> Tugas Anda:
Bisakah Anda menyunting bagian butir yang dimulai dari baris yang memuat "Exercise. Put one marker on every instance of the black car" sampai akhir butir, termasuk kedua ujungnya, dengan mengganti "front tire" menjadi "front wheel" dan membiarkan semua yang lain tetap sama? Jangan sertakan gambar dalam jawaban.

Butir dari kumpulan anotasi titik

■ ■ ■ ■ ■ ■ ■

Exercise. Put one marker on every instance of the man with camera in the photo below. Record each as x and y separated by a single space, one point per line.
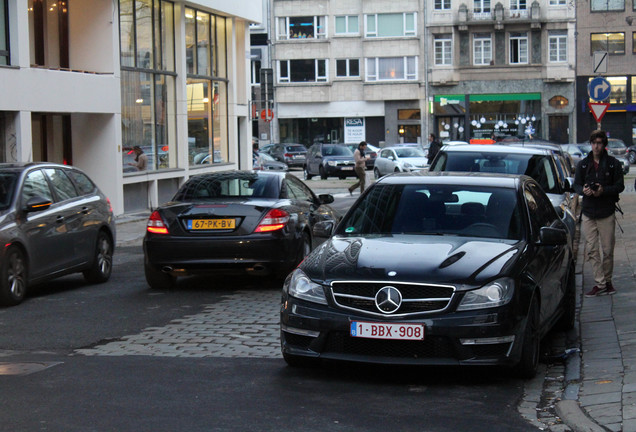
599 179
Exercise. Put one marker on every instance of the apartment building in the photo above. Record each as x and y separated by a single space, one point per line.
390 71
607 26
83 82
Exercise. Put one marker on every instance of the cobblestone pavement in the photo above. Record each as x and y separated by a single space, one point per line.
244 324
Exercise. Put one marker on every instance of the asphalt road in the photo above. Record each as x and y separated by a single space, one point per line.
204 357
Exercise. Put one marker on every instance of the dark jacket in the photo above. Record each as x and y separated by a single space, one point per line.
609 175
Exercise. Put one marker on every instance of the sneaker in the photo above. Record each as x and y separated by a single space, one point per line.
595 291
609 290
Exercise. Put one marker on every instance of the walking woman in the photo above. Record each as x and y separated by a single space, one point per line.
360 159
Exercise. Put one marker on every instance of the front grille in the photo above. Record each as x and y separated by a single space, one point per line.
416 298
433 347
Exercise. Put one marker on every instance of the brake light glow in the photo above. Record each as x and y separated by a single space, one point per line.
274 220
156 224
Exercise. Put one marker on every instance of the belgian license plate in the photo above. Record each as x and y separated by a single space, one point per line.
374 330
208 224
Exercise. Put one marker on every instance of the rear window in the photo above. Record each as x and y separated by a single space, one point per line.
7 186
474 211
231 185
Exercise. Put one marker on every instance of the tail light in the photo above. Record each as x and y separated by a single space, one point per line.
155 224
274 220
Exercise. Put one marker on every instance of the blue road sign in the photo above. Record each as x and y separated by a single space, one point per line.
599 89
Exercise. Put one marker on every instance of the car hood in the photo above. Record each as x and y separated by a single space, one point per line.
460 261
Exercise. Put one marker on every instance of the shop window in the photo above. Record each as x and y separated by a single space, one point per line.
347 68
307 27
558 102
607 5
148 83
613 43
558 47
518 48
308 70
391 25
347 25
443 50
391 68
482 49
5 59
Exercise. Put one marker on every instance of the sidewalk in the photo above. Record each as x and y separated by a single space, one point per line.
601 391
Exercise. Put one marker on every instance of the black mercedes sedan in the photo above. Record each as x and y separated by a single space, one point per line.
234 222
53 221
434 269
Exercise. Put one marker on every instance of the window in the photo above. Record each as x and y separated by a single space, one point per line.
148 82
347 24
391 68
390 25
307 27
558 47
607 5
309 70
443 50
348 68
613 43
481 7
442 4
518 48
4 33
482 49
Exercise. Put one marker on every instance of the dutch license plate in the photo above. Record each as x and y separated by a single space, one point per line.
207 224
374 330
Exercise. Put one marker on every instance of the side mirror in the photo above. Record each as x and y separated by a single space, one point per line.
326 198
324 229
37 203
549 236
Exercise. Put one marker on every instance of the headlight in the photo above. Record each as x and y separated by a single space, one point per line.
300 286
496 293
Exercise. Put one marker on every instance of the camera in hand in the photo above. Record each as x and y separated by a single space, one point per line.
593 186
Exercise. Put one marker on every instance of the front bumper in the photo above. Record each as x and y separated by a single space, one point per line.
481 337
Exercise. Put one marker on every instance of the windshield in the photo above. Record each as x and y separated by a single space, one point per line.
409 152
7 186
228 185
475 211
336 151
539 167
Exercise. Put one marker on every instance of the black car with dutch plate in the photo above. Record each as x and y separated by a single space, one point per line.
234 222
434 269
53 221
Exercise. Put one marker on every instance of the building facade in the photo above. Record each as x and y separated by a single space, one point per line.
84 82
606 26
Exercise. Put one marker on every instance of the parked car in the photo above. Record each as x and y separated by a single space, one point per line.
293 155
53 221
399 159
538 163
250 222
263 161
329 160
372 152
455 270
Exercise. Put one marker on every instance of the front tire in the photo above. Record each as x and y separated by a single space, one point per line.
102 265
157 279
529 362
13 272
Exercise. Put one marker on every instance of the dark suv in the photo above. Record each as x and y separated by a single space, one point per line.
329 160
291 154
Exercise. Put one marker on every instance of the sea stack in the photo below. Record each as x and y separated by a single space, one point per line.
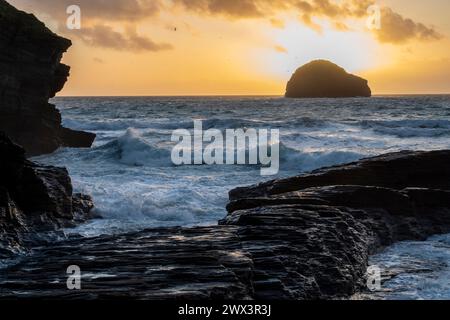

■ ■ ■ ■ ■ ■ ■

> Hasil Tugas:
Exercise. Put one marker on every instance of the black car with dutch plate in the photo above. Record each as x and y separated by a single space, one point per line.
234 222
434 269
53 221
Exercise. Put one marker on every instance of the building facade in the photo above. Record each as x and y separated by a single space, one point per line.
84 82
606 26
Exercise. Put one marker on every instance of the parked car in the photo above. Record each as x and y separated by a single space, one point per line.
293 155
53 221
399 159
538 163
250 222
263 161
329 160
372 152
455 270
Exercise. Put one marker on every instance of the front wheel in the photo above. Record each as x and y separated by a single space, one point per line.
102 265
157 279
529 362
13 272
Exercise. Put one marker on every instance of the dark suv in the photo above. Record each as x and y separated by a single space, one point per line.
329 160
291 154
Exercise. Put one marker on every instance of the sea stack in the photo below. Record each as x and y separated by a single space, one point per line.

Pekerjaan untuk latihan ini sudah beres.